Provided text =
^^^^^^^^
HONG KONG (BLOOMBERG) - Macau will shut most venues including bars, nightclubs, cinemas, gyms and hair salons, as well as banning dining-in services at restaurants, as the world's largest gambling hub struggles to contain its worst ever Covid-19 outbreak.
The mandate will take effect from 5pm on Thursday (June 23), according to a government statement, which doesn't specify how long the curbs will last.
Macau has already shut schools and public venues, and is conducting a mass testing to weed out hidden chains of community transmission.
Casinos are not affected by the restrictions for now. The city hasn't shut its casinos since an unprecedented 15-day closure in February 2020.
Macau's tighter social-distancing restrictions are likely to deal another blow to the city, which has been struggling with a dearth of tourists and slumping revenue as mainland China's zero-Covid policies discourage travel to the enclave.
Beyond the virus, the casino industry, which contributes to 80 per cent of the government income, is facing other challenges including a new law that significantly increases government control over operations and Beijing's crackdown on high-rolling gamblers to curb capital outflow.
For now, Macau remains quarantine-free for travellers from low-risk areas in mainland China, the largest source of its tourism, while a 10-day quarantine is required for those who enter from Hong Kong, Taiwan, Portugal and some high-risk mainland regions. It is otherwise shut to the rest of the world.
The neighbouring mainland city of Zhuhai has further tightened its border restrictions for visitors from Macau, requiring seven days of quarantine at designated facilities and another seven days of self-health monitoring. Before the outbreak, arrivals didn't have to undergo any isolation.
Zhuhai has also locked down some areas after finding a small number of imported infections from Macau.
Macau's gross gaming revenue plunged more than 60 per cent year-on-year in both April and May, while visitation has remained at less than 20 per cent of the pre-Covid levels in 2019 since the beginning of the year.
Casinos are already burning through millions of dollars of cash each day. Most only have enough liquidity to survive between nine months and two years, JPMorgan Chase & Co analysts including Mr DS Kim wrote in a note on Sunday.
^^^^^^^^
(Collected data)
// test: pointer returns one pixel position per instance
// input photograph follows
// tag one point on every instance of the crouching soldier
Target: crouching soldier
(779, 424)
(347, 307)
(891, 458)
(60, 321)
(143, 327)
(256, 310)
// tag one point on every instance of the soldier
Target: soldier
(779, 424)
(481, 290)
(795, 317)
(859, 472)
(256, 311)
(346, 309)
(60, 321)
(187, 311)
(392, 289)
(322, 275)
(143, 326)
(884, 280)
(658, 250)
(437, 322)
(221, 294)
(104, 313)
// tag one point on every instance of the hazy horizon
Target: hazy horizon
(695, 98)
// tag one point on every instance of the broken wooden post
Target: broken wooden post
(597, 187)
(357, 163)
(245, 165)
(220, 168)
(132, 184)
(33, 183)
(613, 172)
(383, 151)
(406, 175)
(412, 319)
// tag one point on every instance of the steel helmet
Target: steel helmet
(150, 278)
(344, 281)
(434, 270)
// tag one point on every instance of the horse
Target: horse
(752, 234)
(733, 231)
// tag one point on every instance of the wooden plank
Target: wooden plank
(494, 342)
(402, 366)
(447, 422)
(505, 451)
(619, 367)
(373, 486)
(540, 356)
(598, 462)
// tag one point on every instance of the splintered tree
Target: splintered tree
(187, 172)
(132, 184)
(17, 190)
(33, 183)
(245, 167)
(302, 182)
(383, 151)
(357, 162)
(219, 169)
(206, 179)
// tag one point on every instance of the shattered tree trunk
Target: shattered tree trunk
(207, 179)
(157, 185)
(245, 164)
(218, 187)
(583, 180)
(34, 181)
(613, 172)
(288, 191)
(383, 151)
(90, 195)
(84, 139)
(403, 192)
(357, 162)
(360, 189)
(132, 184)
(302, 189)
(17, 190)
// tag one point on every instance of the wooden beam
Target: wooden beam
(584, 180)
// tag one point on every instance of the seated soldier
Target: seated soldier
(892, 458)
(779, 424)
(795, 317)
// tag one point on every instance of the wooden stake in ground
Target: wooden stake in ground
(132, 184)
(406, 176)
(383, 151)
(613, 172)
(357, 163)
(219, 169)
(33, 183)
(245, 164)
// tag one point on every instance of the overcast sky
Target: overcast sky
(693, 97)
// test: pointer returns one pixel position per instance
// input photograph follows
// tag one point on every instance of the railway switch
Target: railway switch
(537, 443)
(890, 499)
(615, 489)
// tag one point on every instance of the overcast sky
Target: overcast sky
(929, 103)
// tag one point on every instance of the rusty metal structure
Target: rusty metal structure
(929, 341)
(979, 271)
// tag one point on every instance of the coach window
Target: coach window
^^^^^^^^
According to the Macau article, when does the new mandate take effect? These lines were taken from a different source than the article.

Reply =
It takes effect from 5pm on Thursday (June 23).